╔══
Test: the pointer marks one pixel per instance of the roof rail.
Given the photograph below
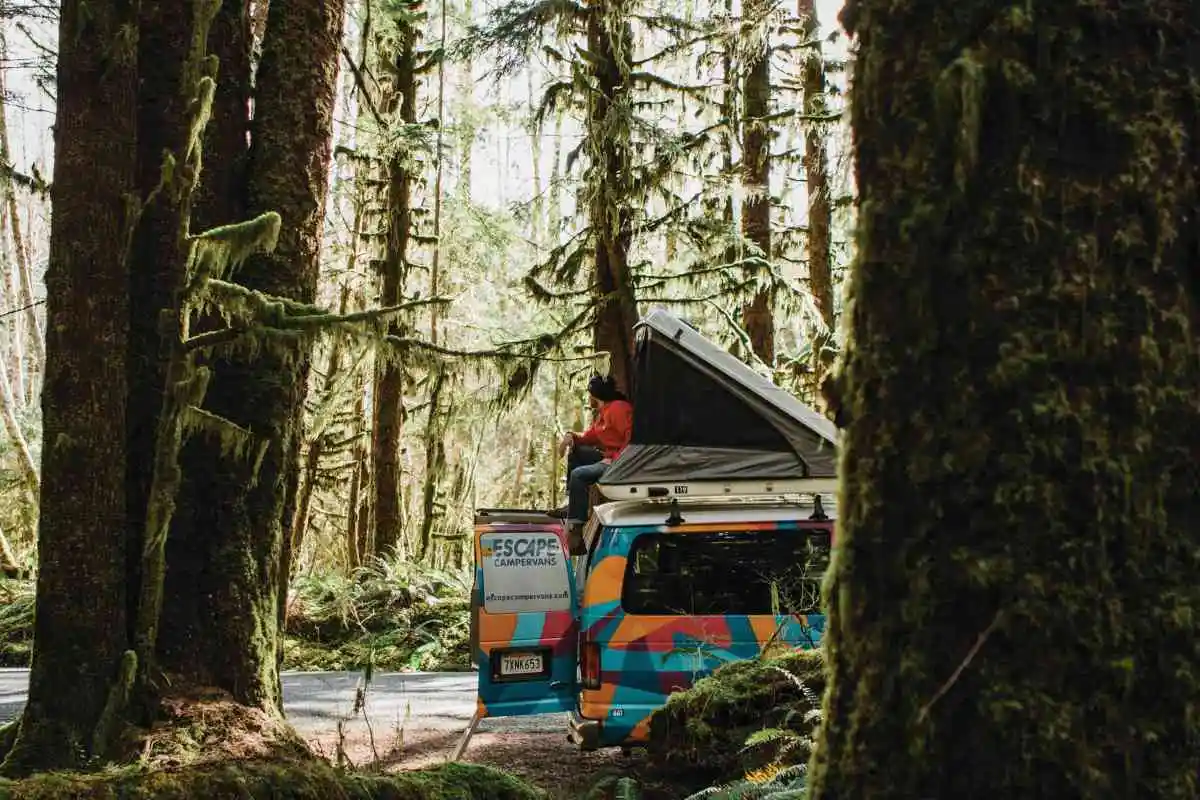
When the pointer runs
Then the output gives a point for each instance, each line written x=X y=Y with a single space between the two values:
x=745 y=487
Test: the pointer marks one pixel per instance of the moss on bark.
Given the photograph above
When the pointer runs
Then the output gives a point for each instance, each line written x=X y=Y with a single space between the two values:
x=227 y=567
x=610 y=184
x=1013 y=606
x=79 y=626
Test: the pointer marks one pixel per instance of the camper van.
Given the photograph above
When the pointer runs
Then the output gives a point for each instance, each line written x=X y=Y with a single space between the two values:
x=711 y=545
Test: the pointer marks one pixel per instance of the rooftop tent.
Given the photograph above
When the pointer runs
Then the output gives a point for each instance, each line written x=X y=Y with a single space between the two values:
x=701 y=415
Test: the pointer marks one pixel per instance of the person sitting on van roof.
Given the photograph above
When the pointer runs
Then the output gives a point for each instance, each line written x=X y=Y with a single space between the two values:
x=592 y=451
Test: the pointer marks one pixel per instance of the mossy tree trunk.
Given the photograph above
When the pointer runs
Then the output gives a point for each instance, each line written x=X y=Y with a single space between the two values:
x=228 y=619
x=610 y=47
x=819 y=242
x=159 y=254
x=1014 y=599
x=759 y=316
x=81 y=621
x=220 y=198
x=816 y=167
x=400 y=101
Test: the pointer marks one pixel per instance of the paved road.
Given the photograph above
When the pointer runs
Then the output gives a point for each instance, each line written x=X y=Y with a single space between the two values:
x=315 y=701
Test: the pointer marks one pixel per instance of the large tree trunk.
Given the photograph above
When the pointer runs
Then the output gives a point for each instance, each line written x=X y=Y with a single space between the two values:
x=759 y=316
x=159 y=253
x=79 y=631
x=389 y=395
x=816 y=169
x=816 y=180
x=227 y=632
x=217 y=199
x=1012 y=606
x=610 y=44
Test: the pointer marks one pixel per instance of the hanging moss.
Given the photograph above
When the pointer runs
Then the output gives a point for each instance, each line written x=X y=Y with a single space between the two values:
x=1013 y=605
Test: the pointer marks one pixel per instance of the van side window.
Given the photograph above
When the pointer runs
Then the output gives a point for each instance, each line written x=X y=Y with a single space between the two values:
x=726 y=572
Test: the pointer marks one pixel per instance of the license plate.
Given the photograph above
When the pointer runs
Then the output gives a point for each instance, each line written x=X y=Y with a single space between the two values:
x=521 y=663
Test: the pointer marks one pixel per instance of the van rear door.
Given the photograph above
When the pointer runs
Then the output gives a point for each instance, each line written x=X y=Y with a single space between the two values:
x=525 y=617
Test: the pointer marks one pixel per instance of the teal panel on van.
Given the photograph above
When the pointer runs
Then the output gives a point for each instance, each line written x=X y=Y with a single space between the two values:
x=667 y=607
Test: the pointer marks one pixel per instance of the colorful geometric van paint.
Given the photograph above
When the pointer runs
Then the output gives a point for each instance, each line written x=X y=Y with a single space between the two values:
x=525 y=614
x=664 y=603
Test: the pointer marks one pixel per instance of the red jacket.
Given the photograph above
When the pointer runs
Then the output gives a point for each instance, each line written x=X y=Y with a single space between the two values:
x=611 y=429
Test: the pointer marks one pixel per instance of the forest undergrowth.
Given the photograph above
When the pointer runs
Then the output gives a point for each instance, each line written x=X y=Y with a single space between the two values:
x=389 y=615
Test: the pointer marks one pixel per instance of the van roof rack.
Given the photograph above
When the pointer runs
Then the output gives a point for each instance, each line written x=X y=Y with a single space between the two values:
x=743 y=487
x=515 y=516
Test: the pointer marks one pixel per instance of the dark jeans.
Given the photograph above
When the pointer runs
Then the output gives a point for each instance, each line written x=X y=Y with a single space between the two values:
x=583 y=468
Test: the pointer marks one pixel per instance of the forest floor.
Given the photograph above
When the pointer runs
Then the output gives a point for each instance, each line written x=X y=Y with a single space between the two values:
x=544 y=759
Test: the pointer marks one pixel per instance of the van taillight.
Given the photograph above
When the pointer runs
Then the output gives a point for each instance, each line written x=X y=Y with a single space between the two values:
x=589 y=665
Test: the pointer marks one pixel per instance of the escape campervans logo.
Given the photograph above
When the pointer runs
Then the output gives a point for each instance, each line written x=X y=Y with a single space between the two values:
x=523 y=552
x=523 y=571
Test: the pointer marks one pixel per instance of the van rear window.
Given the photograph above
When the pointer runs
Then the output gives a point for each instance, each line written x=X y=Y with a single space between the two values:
x=726 y=572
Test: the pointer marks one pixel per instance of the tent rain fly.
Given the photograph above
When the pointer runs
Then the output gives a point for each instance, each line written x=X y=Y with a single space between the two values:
x=703 y=416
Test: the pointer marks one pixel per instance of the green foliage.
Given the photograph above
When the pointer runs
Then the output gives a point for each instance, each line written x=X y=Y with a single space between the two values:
x=16 y=621
x=390 y=615
x=784 y=785
x=748 y=716
x=274 y=781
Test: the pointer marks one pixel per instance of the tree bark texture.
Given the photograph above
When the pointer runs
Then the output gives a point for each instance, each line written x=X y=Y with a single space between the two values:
x=220 y=198
x=389 y=395
x=759 y=316
x=159 y=253
x=239 y=552
x=816 y=169
x=610 y=43
x=79 y=627
x=1013 y=605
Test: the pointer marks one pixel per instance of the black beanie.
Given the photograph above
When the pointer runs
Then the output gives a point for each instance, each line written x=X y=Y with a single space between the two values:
x=603 y=389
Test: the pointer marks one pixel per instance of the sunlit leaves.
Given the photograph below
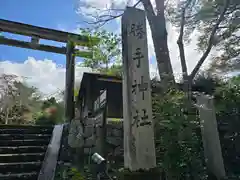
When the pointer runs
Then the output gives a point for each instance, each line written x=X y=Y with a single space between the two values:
x=106 y=55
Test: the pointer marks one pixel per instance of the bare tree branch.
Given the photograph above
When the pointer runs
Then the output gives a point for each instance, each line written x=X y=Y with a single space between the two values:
x=180 y=41
x=211 y=40
x=106 y=16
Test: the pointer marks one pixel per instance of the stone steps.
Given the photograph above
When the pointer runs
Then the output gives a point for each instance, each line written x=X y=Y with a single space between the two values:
x=22 y=150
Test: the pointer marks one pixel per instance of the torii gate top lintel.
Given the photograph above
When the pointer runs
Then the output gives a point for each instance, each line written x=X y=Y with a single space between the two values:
x=37 y=33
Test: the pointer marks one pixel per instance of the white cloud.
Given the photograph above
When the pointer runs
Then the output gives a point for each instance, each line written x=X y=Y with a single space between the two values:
x=43 y=74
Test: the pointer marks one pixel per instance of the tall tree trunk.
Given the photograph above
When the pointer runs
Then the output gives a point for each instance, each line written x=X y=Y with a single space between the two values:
x=157 y=24
x=6 y=118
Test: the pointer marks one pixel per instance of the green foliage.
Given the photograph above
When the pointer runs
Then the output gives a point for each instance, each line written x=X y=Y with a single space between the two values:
x=44 y=118
x=69 y=173
x=177 y=132
x=106 y=54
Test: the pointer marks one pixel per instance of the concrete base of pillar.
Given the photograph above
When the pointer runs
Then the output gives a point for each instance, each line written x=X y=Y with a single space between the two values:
x=153 y=174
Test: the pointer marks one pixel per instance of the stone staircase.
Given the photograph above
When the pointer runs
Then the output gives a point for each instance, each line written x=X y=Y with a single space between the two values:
x=22 y=151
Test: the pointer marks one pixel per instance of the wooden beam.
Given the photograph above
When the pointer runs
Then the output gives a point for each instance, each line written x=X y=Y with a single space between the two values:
x=28 y=45
x=69 y=83
x=42 y=47
x=44 y=33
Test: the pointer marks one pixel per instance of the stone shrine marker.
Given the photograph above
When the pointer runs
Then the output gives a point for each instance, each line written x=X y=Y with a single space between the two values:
x=139 y=146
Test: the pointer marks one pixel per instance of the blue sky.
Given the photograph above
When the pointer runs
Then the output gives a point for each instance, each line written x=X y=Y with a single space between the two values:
x=42 y=67
x=55 y=14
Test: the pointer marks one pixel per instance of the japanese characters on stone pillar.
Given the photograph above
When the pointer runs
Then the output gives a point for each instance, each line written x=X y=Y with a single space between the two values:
x=139 y=147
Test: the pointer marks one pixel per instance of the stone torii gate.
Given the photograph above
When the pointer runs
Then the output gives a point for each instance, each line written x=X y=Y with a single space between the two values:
x=36 y=33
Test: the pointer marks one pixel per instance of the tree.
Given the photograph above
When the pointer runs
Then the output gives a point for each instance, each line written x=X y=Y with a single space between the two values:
x=218 y=20
x=189 y=15
x=106 y=54
x=17 y=100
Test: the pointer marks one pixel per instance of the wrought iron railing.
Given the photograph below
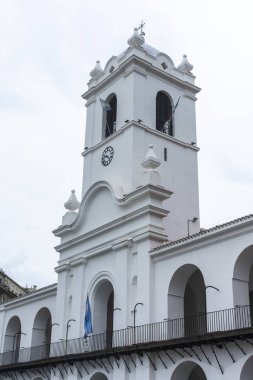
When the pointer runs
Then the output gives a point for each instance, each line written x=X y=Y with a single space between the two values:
x=198 y=325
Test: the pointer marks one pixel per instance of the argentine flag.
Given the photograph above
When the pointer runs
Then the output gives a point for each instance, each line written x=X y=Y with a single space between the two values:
x=87 y=319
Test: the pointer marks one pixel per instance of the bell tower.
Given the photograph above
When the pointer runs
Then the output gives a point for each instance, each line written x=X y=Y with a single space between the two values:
x=141 y=98
x=140 y=186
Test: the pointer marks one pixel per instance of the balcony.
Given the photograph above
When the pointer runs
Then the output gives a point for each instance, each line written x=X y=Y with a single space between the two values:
x=207 y=328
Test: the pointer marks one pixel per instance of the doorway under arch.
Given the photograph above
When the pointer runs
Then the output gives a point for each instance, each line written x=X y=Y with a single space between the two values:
x=103 y=305
x=243 y=283
x=41 y=334
x=188 y=371
x=187 y=300
x=12 y=341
╚══
**PROBLEM STATEMENT**
Extract, unchanged, the closing run of lines that opens with the line containing "Test: the pointer marks one pixel per instance of the argentine" and ends with the last line.

**SOLUTION TO THE EXERCISE**
Test: the pointer marks one pixel per instance of the argentine flag.
Given the photograph above
When the pointer runs
Then the output gives a point for each instance, each line written x=X y=Y with a single space between the two values:
x=87 y=319
Test: the pointer marks one pixel per instance of the bell tower.
Given the photograph above
When the pointer runs
Then the output gives a point for each instance, each line written x=X y=Y with a single space between the two values:
x=141 y=98
x=140 y=186
Test: the pointer marks one pixel per instance of the balcony.
Given the photograph above
When the pointer runs
Then the output gives a point for each instance, each line written x=X y=Y with a single space between the two values:
x=207 y=328
Test: the pointer marks one pixel per instance of the doorway under arch.
Given the photograph above
When the pointer runs
Then the output gives a point for each instance, each line written x=X y=Y with a single space between the two values:
x=103 y=305
x=243 y=283
x=41 y=334
x=188 y=371
x=187 y=300
x=12 y=341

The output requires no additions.